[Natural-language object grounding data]

'''

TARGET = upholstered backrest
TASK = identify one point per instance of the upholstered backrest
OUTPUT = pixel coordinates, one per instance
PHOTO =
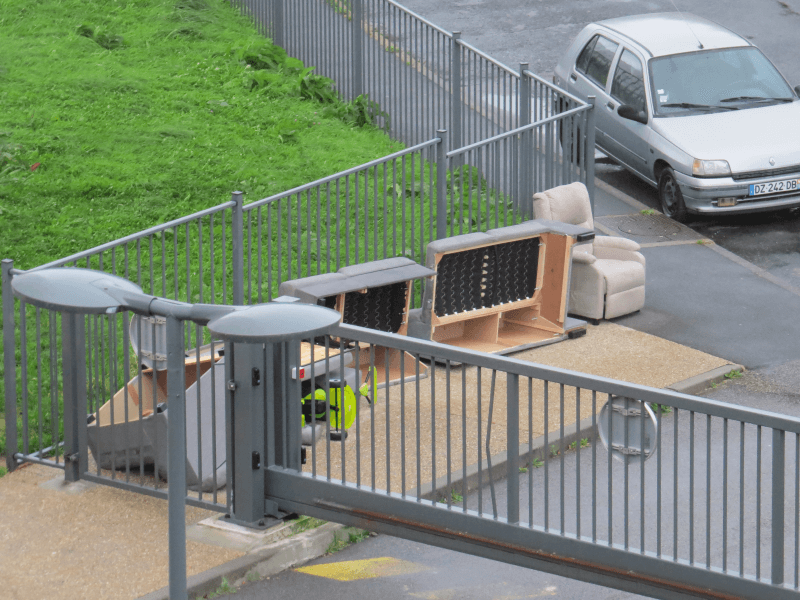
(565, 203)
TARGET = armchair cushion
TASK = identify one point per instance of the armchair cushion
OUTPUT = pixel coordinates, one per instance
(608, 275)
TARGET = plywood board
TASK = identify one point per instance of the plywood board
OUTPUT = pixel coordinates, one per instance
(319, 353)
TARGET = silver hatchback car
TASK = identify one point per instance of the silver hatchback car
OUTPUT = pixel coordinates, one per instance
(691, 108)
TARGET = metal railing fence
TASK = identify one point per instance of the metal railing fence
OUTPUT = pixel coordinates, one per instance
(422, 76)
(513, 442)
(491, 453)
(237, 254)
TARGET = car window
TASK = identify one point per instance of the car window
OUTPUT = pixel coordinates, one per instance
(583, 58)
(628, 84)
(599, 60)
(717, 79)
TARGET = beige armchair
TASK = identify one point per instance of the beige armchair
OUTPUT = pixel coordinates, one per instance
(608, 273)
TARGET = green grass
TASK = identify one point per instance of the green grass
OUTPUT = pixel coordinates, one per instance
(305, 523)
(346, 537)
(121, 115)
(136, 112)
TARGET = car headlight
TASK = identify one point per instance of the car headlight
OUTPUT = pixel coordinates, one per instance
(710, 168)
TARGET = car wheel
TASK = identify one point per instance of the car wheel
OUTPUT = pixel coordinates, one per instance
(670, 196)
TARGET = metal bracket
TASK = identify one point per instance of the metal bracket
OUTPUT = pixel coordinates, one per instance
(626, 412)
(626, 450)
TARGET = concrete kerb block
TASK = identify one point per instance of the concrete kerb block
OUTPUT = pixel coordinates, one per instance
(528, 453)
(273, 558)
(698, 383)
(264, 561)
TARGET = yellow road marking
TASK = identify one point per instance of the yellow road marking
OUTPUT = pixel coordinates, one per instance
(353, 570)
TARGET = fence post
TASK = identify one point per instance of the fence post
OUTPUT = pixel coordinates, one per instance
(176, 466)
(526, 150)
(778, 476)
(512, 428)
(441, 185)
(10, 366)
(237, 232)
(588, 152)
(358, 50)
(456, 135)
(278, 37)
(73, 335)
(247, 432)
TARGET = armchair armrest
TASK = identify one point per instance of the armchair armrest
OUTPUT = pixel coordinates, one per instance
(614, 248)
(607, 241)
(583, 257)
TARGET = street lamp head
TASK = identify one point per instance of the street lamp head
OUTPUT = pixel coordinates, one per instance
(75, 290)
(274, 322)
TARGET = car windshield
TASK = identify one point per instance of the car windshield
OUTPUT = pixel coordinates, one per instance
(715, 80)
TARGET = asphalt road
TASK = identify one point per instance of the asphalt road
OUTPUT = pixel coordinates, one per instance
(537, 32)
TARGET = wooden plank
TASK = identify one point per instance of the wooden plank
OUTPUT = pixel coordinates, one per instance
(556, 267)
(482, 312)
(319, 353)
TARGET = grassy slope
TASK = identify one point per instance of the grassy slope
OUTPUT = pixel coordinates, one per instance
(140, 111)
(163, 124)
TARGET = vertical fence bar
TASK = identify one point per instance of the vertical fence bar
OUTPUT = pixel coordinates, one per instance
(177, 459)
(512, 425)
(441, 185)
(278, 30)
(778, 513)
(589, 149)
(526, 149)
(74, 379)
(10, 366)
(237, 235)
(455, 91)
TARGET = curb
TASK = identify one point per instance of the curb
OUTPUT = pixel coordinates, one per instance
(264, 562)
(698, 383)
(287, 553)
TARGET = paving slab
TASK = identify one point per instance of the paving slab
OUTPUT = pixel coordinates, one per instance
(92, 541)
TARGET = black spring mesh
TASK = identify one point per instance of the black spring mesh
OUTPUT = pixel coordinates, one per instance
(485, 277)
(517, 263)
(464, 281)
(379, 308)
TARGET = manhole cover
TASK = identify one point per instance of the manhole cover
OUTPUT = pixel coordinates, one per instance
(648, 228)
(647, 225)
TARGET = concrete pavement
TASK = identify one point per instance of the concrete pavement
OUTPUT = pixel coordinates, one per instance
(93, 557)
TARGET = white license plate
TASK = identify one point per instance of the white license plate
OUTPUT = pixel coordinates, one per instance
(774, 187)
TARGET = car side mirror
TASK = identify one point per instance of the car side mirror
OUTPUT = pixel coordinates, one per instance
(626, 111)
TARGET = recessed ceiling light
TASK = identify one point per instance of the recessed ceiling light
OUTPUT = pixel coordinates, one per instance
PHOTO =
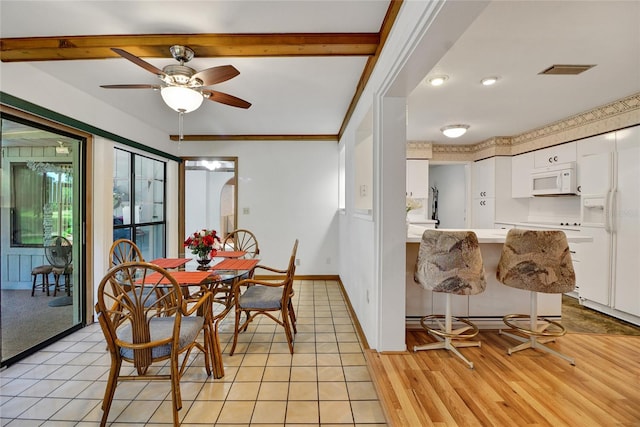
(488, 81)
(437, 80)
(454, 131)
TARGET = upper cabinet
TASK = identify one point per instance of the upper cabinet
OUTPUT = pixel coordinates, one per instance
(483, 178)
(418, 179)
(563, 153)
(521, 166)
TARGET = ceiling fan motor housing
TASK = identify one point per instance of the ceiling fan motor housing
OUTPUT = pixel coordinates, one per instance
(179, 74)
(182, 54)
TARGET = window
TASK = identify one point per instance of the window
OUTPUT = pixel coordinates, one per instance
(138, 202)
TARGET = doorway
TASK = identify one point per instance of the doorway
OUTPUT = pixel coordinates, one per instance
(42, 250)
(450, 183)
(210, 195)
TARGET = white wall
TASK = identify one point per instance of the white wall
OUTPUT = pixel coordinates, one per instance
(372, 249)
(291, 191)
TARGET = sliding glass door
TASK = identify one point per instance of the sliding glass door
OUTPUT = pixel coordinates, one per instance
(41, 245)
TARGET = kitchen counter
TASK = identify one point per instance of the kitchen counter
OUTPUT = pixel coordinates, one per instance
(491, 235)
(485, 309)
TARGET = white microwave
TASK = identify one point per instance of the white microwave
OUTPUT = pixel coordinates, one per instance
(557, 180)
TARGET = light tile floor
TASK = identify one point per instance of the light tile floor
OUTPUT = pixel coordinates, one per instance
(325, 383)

'''

Problem
From the entries above, extract only the lines running from the one containing "TASK = identify one point per instance of the green" through the one containing "TASK = identify one point per instance of the car headlight", inclusive.

Solution to the exercise
TASK = identify one point per instance of the green grass
OUTPUT = pixel coordinates, one per instance
(305, 523)
(346, 537)
(121, 115)
(136, 112)
TARGET = car headlight
TASK = identify one point per instance of the car headlight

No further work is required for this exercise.